Problem to work on >> Can you reproduce the stretch of data from the line containing "Target: paved road" through the line containing "column 1122, row 269", both included, character for character and with nothing else?

Data for processing >>
#####
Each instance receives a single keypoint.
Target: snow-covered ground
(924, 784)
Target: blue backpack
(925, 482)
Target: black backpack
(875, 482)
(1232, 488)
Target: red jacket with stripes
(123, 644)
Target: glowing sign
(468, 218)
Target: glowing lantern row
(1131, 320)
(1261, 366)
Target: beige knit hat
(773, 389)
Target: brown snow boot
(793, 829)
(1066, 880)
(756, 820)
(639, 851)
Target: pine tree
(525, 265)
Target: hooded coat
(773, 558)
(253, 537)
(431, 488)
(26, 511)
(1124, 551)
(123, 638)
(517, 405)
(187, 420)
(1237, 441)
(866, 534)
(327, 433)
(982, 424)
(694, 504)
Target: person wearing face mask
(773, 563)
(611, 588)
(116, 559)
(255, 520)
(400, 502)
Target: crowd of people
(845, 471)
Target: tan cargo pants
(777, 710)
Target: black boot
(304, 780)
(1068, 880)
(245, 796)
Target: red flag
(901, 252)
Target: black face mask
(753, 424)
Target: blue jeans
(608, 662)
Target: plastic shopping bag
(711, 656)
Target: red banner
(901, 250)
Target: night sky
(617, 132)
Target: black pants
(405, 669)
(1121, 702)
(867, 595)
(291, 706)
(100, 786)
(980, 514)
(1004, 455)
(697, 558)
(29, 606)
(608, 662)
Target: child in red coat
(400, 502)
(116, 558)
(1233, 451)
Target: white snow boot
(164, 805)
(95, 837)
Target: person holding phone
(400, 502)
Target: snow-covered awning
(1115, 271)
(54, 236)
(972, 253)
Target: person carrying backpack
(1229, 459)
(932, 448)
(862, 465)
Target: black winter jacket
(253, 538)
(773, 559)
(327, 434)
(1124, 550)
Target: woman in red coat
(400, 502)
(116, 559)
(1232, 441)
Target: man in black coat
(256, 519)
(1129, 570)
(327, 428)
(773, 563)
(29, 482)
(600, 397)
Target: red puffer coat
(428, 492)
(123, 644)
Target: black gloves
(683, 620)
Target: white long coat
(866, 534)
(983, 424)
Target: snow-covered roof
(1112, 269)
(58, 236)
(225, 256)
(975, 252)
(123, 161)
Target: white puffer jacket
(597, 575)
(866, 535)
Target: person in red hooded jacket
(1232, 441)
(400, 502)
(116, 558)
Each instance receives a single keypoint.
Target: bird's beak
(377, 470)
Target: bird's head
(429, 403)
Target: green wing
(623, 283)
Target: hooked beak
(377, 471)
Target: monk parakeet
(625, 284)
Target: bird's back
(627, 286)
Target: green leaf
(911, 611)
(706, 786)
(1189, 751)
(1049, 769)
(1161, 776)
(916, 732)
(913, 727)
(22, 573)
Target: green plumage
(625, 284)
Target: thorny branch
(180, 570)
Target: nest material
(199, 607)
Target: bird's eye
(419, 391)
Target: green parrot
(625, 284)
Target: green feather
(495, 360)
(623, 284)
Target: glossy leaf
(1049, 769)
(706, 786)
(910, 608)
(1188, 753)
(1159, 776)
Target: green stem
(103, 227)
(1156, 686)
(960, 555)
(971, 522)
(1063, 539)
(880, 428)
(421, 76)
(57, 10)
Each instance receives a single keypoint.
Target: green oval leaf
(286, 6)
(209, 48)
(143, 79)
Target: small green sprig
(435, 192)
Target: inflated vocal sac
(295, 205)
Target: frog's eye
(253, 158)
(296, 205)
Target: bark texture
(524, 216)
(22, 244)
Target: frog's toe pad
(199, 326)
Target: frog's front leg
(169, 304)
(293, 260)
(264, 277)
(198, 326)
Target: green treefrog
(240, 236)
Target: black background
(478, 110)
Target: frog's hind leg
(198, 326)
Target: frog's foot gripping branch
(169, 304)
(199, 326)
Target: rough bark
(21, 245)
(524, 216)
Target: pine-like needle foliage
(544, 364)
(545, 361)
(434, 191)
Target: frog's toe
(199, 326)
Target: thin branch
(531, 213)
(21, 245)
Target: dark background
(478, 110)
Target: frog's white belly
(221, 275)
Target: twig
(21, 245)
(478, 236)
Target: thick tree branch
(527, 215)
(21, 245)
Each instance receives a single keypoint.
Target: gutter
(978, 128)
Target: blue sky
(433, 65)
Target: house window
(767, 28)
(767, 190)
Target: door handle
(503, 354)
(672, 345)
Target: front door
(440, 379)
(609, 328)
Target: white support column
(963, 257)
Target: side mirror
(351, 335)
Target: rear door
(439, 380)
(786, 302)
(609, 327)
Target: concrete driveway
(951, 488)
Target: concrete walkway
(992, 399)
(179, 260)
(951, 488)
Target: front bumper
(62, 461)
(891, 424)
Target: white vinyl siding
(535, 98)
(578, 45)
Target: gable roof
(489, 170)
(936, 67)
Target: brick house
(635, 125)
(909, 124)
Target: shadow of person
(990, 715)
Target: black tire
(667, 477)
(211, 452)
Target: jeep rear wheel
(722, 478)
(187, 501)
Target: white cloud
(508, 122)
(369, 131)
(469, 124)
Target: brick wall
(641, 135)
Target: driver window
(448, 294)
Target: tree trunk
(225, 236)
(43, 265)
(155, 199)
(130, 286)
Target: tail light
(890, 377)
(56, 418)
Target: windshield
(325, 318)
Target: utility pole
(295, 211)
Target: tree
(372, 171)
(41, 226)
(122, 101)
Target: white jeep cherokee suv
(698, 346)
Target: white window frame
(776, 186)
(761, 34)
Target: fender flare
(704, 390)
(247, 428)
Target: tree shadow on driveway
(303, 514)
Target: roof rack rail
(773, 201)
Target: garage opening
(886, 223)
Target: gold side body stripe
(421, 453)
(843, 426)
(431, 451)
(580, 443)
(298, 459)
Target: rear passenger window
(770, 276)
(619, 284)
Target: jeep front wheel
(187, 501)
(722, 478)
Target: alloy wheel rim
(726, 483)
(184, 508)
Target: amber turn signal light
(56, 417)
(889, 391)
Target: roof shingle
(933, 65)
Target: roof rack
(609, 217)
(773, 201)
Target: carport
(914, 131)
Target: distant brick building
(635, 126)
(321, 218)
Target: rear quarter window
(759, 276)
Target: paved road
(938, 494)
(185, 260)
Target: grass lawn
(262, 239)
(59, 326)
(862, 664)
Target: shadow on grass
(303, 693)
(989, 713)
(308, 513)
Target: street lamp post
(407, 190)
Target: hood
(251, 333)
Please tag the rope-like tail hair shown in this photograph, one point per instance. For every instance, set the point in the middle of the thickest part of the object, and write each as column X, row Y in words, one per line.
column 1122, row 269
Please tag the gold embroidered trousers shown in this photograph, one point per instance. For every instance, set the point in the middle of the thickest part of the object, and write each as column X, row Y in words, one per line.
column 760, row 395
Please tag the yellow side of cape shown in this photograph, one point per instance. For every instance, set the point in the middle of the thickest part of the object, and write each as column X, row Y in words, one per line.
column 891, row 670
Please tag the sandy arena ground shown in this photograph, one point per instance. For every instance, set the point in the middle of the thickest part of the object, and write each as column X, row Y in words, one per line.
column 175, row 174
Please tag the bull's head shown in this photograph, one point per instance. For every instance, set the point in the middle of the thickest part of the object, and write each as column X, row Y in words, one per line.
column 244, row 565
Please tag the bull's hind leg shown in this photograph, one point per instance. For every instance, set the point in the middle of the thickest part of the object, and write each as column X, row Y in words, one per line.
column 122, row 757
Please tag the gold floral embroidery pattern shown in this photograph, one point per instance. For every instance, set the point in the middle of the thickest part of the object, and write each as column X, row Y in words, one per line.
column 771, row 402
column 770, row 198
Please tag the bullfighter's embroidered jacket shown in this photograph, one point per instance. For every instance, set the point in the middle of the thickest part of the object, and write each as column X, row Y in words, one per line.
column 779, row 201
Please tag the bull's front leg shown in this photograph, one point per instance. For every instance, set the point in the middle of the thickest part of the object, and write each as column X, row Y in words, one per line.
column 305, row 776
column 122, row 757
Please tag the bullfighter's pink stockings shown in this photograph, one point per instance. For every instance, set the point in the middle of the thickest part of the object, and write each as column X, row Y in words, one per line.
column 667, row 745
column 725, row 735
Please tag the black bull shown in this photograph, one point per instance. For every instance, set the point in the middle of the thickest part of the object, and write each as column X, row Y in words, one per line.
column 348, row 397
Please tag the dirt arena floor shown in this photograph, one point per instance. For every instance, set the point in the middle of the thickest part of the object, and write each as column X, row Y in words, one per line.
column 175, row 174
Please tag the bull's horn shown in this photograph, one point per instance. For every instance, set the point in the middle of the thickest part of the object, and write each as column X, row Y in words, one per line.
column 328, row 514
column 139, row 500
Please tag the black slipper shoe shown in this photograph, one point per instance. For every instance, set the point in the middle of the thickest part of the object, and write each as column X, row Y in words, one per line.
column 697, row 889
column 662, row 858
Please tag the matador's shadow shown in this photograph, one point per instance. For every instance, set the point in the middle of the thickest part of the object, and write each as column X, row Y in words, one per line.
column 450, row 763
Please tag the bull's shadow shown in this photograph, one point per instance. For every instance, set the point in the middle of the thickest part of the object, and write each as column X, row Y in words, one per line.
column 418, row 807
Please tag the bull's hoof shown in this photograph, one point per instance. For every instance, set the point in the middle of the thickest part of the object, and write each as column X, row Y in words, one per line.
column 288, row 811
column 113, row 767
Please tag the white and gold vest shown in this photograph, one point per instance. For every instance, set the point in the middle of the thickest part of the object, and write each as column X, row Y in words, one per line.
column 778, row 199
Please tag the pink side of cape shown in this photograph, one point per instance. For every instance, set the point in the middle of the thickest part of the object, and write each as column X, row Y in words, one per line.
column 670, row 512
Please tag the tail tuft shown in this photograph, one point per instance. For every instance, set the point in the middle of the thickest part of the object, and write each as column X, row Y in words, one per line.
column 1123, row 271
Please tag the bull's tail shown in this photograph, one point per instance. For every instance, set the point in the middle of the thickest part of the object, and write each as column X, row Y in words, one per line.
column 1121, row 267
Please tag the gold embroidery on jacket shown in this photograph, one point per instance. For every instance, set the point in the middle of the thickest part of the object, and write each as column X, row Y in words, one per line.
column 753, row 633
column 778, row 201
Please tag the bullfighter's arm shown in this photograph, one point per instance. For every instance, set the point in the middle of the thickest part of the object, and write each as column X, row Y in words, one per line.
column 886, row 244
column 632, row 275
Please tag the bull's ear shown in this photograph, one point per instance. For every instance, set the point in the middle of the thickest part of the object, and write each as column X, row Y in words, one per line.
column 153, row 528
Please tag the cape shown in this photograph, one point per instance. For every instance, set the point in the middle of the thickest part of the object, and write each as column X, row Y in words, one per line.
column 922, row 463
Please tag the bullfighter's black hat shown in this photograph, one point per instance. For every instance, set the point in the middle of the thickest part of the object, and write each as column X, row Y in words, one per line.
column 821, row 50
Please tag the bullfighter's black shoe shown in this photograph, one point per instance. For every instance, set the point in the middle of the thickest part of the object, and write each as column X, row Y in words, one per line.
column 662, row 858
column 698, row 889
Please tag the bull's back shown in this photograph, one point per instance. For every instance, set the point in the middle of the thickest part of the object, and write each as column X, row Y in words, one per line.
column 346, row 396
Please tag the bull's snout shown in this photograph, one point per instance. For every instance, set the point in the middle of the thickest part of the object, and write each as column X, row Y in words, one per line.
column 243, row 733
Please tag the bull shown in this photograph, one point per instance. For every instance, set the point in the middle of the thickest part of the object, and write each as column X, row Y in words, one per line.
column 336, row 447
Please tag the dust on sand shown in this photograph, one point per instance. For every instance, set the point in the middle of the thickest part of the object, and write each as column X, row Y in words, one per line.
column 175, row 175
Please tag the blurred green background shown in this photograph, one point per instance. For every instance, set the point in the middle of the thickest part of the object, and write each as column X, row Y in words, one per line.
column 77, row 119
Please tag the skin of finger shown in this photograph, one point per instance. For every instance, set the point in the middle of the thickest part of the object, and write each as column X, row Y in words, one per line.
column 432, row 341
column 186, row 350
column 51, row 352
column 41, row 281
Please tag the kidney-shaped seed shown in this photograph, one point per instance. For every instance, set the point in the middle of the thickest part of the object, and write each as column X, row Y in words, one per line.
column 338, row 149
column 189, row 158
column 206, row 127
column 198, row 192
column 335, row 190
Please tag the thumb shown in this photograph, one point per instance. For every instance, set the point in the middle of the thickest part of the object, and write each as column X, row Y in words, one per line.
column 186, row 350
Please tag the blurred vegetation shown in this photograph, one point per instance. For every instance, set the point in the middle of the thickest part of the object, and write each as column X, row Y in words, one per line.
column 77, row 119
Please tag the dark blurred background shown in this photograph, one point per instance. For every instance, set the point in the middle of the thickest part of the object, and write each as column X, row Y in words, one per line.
#####
The answer >>
Target: paved road
(938, 494)
(185, 260)
Target: grass lawn
(262, 239)
(59, 326)
(862, 664)
Target: shadow on grass
(303, 693)
(989, 713)
(308, 513)
Target: street lamp post
(407, 190)
Target: hood
(251, 333)
Please tag the rope-like tail hair shown in this photograph, one point per instance. For every instance, set the point in the middle of the thickest part of the object, and write each as column X, row Y in words, one per line.
column 1122, row 269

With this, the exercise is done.